>> Begin SOURCE

Martin Donnelly: No. We still think legislation would be very desirable for clarity, for setting out very clearly who does what and so on, but in terms of where we are, we are introducing the higher education review from April for all of the alternative providers, which will bring them much more in parallel with the level of rigour applied by HEFCE in their sector.
Q53 Chair: But, just to be clear, when you gave evidence to us last time, the suggestion was that it was the lack of legislation that impeded your ability to properly regulate this. That was how I read it. I do not have the evidence here; maybe someone can find it for me. Now you are telling us that, again, since this was exposed by the National Audit Office and this Committee, you have actually been able to set all the controls in place without legislation. It might be better if you had instant access; I hear that. But beyond that, you have again been able to do something that you should have done three or four years ago.
Martin Donnelly: I would say—Madeleine may want to comment—that we have been doing this over the four years, through student number controls and improving the controls on quality. It has been a ratcheted-up process year on year. We have not waited.
Q54 Chair: It didn’t feel like that when we looked at it. When is this latest lot of reforms going to come in? When will they all be in place?
Professor Atkins: The higher education review, I believe, is from 1 April of this year. I believe that the Quality Assurance Agency review has already been tightened to look at attendance and non-continuation—two other things that I believe this Committee was concerned about last time. Those are just examples of things already in place. Of course, we have the joint intelligence unit now up and running. We are simply supporting in this, but through BIS there is the rapid response investigatory team, which because it uses the GIAA as its lead has the right of access, which, as you said, was problematic before. That does not mean that legislation would not be helpful, but we have been able to put some of the things together.
Q55 Chair: I will take St Patrick’s as the big example here. They own GSM, don’t they? They are owned by the same company? How much public money do they have? What have you done to stop them getting all this public money?
Professor Atkins: I believe it is LSBF.
Q56 Chair: They own LSBF—London School of Business and Finance?
Professor Atkins: Yes.
Q57 Chair: I think I am right in saying that in 2013-14 this one college got in excess of £150 million of public money, some of which will have gone to students and lot of which will have gone to fees. Over £150 million in one year alone. Am I right?
Mick Laverty: I think it was £116 million in 2013-14.
Q58 Chair: For the two?
Mick Laverty: St Patrick’s was £116 million and the London School of Business and Finance was £64 million.
Q59 Chair: £116 million plus £64 million: £180 million. And they were clearly—
Martin Donnelly: We do have a number of concerns about St Patrick’s which have been investigated.

>> End SOURCE

SET TASK A:
Repeat the hearing transcript word for word, starting with "Professor Atkins: Yes." and going on through "For the two?".

>> Begin LISTING

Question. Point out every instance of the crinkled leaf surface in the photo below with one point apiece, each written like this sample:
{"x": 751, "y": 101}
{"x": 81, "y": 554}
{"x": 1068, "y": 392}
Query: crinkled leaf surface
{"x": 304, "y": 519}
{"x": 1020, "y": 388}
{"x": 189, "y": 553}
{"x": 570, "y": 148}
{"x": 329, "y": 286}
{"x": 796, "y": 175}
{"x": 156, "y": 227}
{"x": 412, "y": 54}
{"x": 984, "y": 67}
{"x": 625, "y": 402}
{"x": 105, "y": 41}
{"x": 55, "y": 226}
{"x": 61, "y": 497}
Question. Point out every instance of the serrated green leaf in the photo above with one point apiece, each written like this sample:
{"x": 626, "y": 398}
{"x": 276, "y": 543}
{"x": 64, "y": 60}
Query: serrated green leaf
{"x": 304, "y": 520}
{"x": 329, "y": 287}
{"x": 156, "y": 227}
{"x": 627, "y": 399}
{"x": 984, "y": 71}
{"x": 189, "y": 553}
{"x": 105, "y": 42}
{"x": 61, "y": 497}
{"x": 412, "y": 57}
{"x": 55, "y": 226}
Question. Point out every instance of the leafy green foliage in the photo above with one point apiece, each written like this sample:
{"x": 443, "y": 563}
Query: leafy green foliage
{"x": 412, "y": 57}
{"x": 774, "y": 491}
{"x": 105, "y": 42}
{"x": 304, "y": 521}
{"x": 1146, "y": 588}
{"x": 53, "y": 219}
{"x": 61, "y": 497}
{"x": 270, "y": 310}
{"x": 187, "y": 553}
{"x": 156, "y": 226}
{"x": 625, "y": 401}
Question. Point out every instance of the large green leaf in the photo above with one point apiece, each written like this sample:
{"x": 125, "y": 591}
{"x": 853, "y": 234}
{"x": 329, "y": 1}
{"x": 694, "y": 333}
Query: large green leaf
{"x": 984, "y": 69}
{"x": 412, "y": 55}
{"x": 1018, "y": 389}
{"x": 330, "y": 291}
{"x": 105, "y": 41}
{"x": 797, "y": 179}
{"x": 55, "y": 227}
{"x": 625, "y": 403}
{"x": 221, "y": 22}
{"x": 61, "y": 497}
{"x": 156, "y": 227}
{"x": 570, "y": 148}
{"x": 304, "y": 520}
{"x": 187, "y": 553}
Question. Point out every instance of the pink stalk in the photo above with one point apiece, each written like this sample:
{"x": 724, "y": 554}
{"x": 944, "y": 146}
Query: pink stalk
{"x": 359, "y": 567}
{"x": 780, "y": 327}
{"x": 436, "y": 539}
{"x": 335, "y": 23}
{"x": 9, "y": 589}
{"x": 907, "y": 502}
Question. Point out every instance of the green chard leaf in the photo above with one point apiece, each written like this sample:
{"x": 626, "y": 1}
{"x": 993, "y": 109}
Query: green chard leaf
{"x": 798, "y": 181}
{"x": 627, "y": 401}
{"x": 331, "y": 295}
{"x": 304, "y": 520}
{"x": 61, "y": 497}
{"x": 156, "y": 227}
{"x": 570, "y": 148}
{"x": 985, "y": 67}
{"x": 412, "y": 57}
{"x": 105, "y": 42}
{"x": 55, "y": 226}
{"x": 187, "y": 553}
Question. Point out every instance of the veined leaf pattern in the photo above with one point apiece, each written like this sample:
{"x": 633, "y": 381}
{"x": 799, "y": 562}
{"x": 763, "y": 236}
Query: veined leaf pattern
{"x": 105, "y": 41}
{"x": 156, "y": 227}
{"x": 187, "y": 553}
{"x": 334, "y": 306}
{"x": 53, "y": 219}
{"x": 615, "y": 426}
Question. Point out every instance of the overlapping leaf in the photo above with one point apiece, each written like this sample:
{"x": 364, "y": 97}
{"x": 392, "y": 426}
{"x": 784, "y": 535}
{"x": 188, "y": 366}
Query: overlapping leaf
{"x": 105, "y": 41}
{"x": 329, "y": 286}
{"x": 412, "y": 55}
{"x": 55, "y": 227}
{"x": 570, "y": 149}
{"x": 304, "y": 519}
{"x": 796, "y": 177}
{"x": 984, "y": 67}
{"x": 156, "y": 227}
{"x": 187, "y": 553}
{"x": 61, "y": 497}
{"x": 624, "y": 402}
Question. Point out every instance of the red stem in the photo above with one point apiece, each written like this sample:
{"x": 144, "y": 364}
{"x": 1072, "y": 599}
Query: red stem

>> End LISTING

SET TASK B:
Gather each line of the records that contains the string "leafy".

FULL RESPONSE A:
Professor Atkins: Yes.
Q57 Chair: I think I am right in saying that in 2013-14 this one college got in excess of £150 million of public money, some of which will have gone to students and lot of which will have gone to fees. Over £150 million in one year alone. Am I right?
Mick Laverty: I think it was £116 million in 2013-14.
Q58 Chair: For the two?

FULL RESPONSE B:
Question. Point out every instance of the leafy green foliage in the photo above with one point apiece, each written like this sample:
Query: leafy green foliage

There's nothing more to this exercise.